Reproduce every line of the listing below word for word, omitting the pictures.

** start of INPUT ROWS **

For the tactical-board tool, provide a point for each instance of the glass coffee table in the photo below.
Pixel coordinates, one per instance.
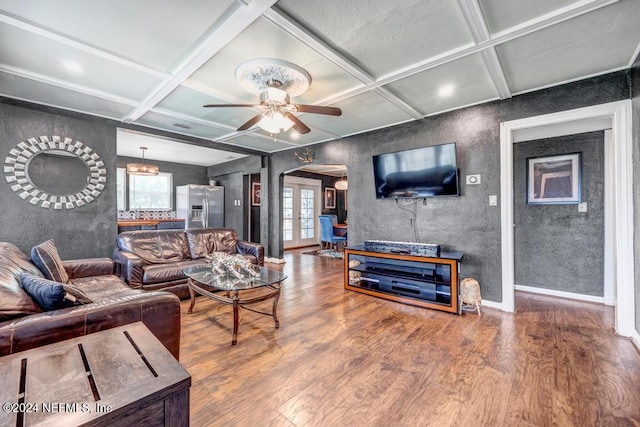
(239, 290)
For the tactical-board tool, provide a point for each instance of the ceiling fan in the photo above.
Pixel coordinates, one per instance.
(276, 81)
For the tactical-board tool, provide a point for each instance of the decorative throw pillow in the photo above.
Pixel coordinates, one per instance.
(46, 257)
(50, 295)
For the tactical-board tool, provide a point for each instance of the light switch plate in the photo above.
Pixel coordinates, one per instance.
(473, 179)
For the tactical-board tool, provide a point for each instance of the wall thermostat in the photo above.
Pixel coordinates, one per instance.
(473, 179)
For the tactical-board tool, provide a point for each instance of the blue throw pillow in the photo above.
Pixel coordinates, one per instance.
(46, 257)
(47, 294)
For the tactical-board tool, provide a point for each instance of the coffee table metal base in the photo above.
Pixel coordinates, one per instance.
(233, 298)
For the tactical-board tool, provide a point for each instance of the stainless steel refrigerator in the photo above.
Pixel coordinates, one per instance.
(201, 206)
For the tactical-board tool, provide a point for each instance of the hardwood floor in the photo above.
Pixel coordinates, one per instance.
(344, 358)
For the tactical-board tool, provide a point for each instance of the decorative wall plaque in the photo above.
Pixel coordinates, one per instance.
(16, 170)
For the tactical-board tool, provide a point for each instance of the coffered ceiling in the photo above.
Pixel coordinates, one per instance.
(155, 63)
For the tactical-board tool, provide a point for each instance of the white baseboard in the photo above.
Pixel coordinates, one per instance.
(635, 339)
(492, 304)
(561, 294)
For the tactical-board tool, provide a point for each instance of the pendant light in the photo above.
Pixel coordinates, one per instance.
(142, 168)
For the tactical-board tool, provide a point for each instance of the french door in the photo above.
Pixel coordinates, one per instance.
(300, 209)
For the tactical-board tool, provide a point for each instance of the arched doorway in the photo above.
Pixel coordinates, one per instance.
(308, 192)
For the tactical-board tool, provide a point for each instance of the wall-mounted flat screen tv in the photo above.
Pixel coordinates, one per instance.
(418, 173)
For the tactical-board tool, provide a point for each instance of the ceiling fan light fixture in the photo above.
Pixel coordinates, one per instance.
(143, 169)
(275, 122)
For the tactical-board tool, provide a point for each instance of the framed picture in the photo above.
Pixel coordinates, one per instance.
(554, 179)
(329, 198)
(255, 194)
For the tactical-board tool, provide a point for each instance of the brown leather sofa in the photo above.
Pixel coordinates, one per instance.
(154, 259)
(24, 326)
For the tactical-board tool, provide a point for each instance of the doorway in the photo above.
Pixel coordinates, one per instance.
(618, 178)
(300, 208)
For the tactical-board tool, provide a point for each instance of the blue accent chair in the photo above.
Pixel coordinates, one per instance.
(326, 233)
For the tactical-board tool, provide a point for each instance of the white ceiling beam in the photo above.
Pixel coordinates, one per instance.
(560, 15)
(230, 25)
(480, 32)
(65, 85)
(302, 34)
(53, 36)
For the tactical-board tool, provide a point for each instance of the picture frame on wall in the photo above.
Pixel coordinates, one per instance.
(554, 180)
(329, 198)
(255, 194)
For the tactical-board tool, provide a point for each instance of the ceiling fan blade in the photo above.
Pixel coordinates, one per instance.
(297, 124)
(228, 105)
(318, 109)
(252, 121)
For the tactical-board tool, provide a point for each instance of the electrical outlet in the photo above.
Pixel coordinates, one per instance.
(473, 179)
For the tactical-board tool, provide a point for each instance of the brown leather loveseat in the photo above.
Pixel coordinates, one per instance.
(155, 259)
(23, 324)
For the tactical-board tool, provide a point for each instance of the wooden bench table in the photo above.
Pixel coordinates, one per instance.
(121, 376)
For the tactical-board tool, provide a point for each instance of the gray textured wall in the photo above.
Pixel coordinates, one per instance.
(182, 174)
(466, 223)
(88, 231)
(557, 247)
(635, 79)
(234, 190)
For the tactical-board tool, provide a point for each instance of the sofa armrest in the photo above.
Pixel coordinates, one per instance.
(129, 267)
(250, 248)
(159, 311)
(88, 267)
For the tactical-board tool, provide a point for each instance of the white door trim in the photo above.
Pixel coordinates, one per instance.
(296, 182)
(619, 150)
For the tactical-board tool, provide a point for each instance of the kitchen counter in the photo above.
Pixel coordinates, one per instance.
(149, 224)
(127, 222)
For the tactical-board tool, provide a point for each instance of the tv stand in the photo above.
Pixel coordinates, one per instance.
(423, 281)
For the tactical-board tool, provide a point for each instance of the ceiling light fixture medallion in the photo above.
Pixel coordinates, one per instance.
(276, 81)
(144, 169)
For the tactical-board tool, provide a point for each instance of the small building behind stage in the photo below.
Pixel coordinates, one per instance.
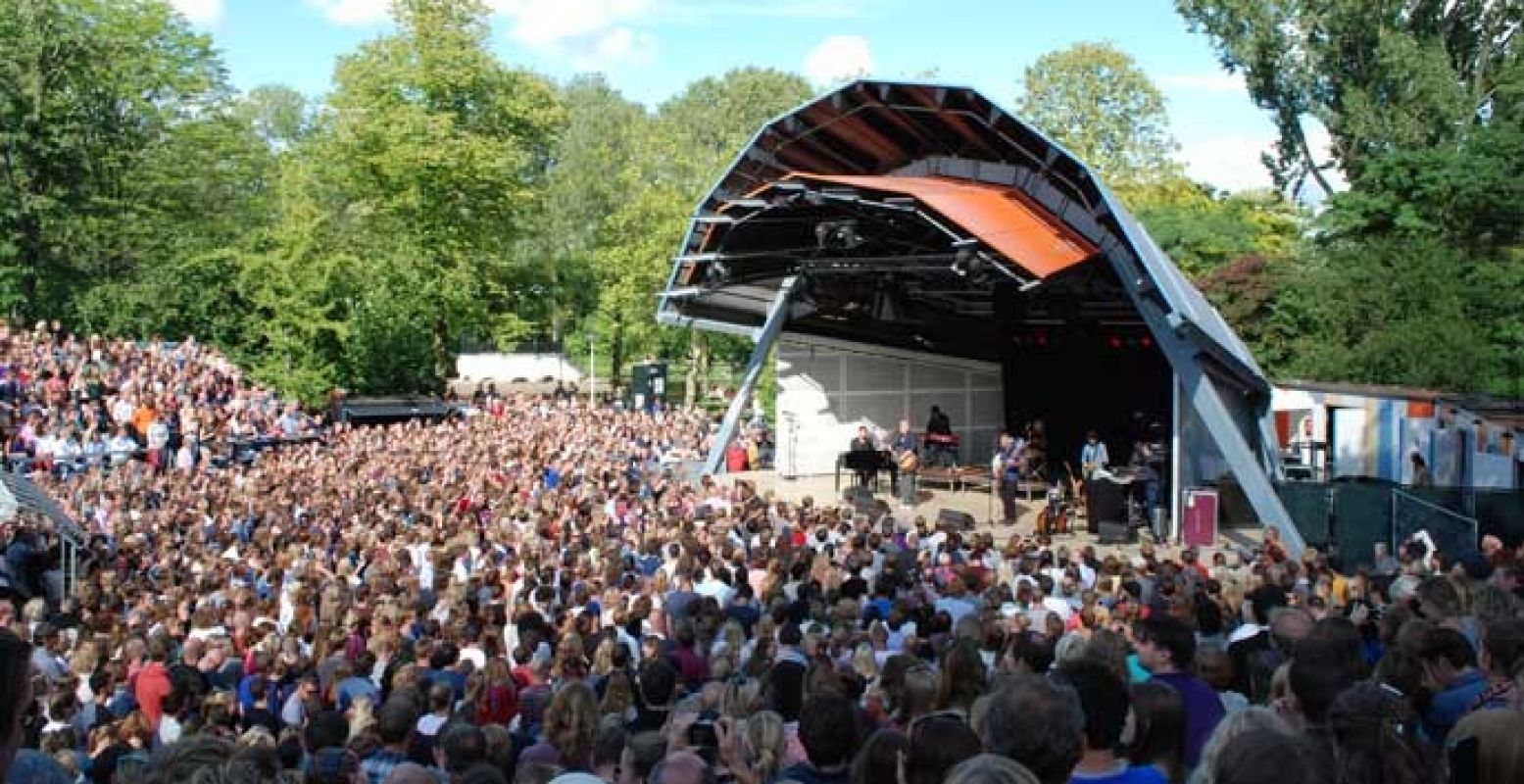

** end of INPUT ROWS **

WORKED SOLUTION:
For the tactical-board tool, provide a point for each instance of the glass coffee table in the photo below.
Pixel coordinates, one per instance.
(239, 290)
For the tactical-board tool, provide a point for each instance of the ceiling fan in the photo above.
Pixel coordinates, one per instance.
(276, 81)
For the tactical-board tool, provide a point for each instance of the decorative throw pillow in the photo above.
Pixel coordinates, one per instance.
(46, 257)
(50, 295)
For the tactical-board tool, provide a point for each instance of the light switch plate in the photo above.
Pixel coordinates, one per instance.
(473, 179)
For the tactical-board tool, provide a point for each instance of the wall thermostat in the photo above.
Pixel coordinates, one per instance.
(473, 179)
For the tactical-board tool, provide a point for each instance of the blue throw pillow in the photo above.
Pixel coordinates, one per instance.
(46, 257)
(47, 294)
For the tactical-board tool, provide a point for each instance of the coffee table metal base in the photo above.
Pixel coordinates, one per instance.
(233, 298)
For the tactical-board tool, provide a point for each instance of the stainless steel refrigerator in the photo above.
Pixel coordinates, one per instance.
(201, 206)
For the tactical-board tool, provide a point for each instance of the hardwood floor in the photo above.
Pixel coordinates, one per instance.
(344, 358)
For the tactical-board tool, provide a point for each instance of the decorative wall plaque in the photo above.
Pixel coordinates, one per instance.
(16, 170)
For the tactical-board tool, provide a point for each instance of the coffered ceiling in the photo above.
Pixel coordinates, one per instance.
(155, 63)
For the tactical-board tool, provide a point for each instance of the white baseboard in the photo above.
Pixel coordinates, one per instance.
(635, 339)
(492, 304)
(561, 294)
For the tactical-board tool, provide a point for each instance of the pendant light in the photo above.
Pixel coordinates, one per instance.
(142, 168)
For the tactical-board tool, provide a point for each instance of the french door in the photo above.
Pixel coordinates, one per instance.
(300, 209)
For the tactical-board tool, provide a point for each instance of the arched doorway in the photo above.
Pixel coordinates, one per instance.
(308, 192)
For the tactical-board tool, provide a point for each instance of the wall-mounted flat screen tv in the photo above.
Pixel coordinates, one per instance.
(418, 173)
For the tactical-board tool, provide a point for each instance of the ceiling fan light fixture in the photo above.
Pixel coordinates, one per instance.
(143, 169)
(275, 122)
For the tactical-board tool, provide a point for each instance of the framed picture in the photo above.
Pixel coordinates, one per instance.
(554, 179)
(329, 198)
(255, 194)
For the tactical-board tool, provide a point for each instance of the brown leather sofa in the photo above.
Pixel coordinates, one per instance.
(154, 259)
(24, 326)
For the tactical-board tool, provide a point for each instance of the doorway in the photo above.
Pixel coordinates, one per instance.
(618, 178)
(300, 208)
For the tactical-board tool, provide a point for each instance of the blue accent chair in the photo above.
Pixel coordinates, one per instance.
(326, 233)
For the tactical-board tool, provide a point for each instance of the white ceiling beam in the photo above.
Pixel coordinates, one per instance.
(560, 15)
(230, 25)
(480, 32)
(65, 85)
(302, 34)
(53, 36)
For the tactical-board tool, provide a point for each instance of the picture frame on wall in the photo above.
Pixel coordinates, one per instance.
(554, 180)
(329, 198)
(255, 194)
For the tactical-board tool, provide a point for each instance of the ceiling fan blade in the photo above.
Pixel coordinates, one per instance.
(297, 124)
(228, 105)
(318, 109)
(252, 121)
For the tactical-board tool, provide a point for each instance of the electrical outlet in the photo above.
Pixel coordinates, one per instance.
(473, 179)
For the tactical-board tool, provide a point for each instance of the brown leather loveseat in the photo above.
Pixel coordinates, one per instance.
(155, 259)
(23, 324)
For the tactical-board tool, provide a point for each instance of the wooden bench table in the photo above.
Pixel coordinates, one per instance.
(121, 376)
For the tactical-board tool, provide a point for each instance of the gray textured wall in the photo above.
Pixel coordinates, one per instance.
(182, 174)
(466, 223)
(88, 231)
(557, 247)
(635, 79)
(234, 190)
For the tactical-board tool, provide a point for each instance of the sofa armrest in the photo above.
Pixel coordinates, one per instance.
(129, 267)
(250, 248)
(159, 311)
(88, 267)
For the tactical-board tool, provide a point for each instance of the white door trim in the photo above.
Pixel coordinates, one per instance.
(296, 182)
(619, 150)
For the tactical-board tool, provide a point for each instance of the kitchen counter in the photo above.
Pixel coordinates, one per instance.
(149, 224)
(127, 222)
For the tactical-board tool, provide a point for each instance of the tv stand in the photo above.
Pixel coordinates, one per instance.
(423, 281)
For the tactical-board tool, provide a point for each instance of the ceiling light fixture medallion in the photo above.
Pixel coordinates, one per instance.
(276, 81)
(144, 169)
For the tactical-board tool, provide a point for each instance of the small building behind stage in the photo below.
Pixel coordinates, one per instance.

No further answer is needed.